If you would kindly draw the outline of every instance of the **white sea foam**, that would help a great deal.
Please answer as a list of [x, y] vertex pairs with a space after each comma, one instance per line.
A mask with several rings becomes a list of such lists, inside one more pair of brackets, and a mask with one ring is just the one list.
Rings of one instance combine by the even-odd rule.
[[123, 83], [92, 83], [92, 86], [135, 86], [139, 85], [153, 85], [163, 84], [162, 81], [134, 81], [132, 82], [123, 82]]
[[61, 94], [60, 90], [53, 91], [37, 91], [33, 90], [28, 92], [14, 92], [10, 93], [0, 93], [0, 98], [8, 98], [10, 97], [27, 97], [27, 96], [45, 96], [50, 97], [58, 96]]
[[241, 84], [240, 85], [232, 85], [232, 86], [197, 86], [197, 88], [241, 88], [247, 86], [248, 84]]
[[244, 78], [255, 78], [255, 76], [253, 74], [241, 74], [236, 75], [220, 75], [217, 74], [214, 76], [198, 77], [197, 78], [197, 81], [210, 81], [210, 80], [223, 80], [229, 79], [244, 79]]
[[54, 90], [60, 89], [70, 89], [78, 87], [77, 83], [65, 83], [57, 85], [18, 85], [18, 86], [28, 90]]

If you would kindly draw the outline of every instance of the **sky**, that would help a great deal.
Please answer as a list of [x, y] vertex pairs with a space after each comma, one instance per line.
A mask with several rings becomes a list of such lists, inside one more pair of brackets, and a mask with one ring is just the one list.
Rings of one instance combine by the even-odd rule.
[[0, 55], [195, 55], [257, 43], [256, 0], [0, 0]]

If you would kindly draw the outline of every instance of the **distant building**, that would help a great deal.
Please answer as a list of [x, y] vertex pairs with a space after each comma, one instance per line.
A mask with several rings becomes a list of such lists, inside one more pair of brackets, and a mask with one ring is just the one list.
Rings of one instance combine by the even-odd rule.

YOUR GOAL: Repeat the stretch from the start of the records through the line containing "82], [123, 82]]", including the requests. Rescale every vertex coordinate in the answers by multiplying it by 0.2 and rounding to a whole number, with halves rounded up.

REPLY:
If you would kindly draw the outline of every instance of the **white sea foam**, that would help a great deal.
Please answer as a list of [x, y] vertex pairs with a space after each comma, one instance per line.
A mask with several rings becomes a list of such lists, inside one more pair of brackets, and a mask with one ring is just the one list.
Rings of one instance combine by the even-odd rule.
[[25, 17], [18, 17], [18, 17], [27, 17], [28, 17], [31, 17], [33, 17], [32, 16], [27, 16], [26, 16], [25, 16]]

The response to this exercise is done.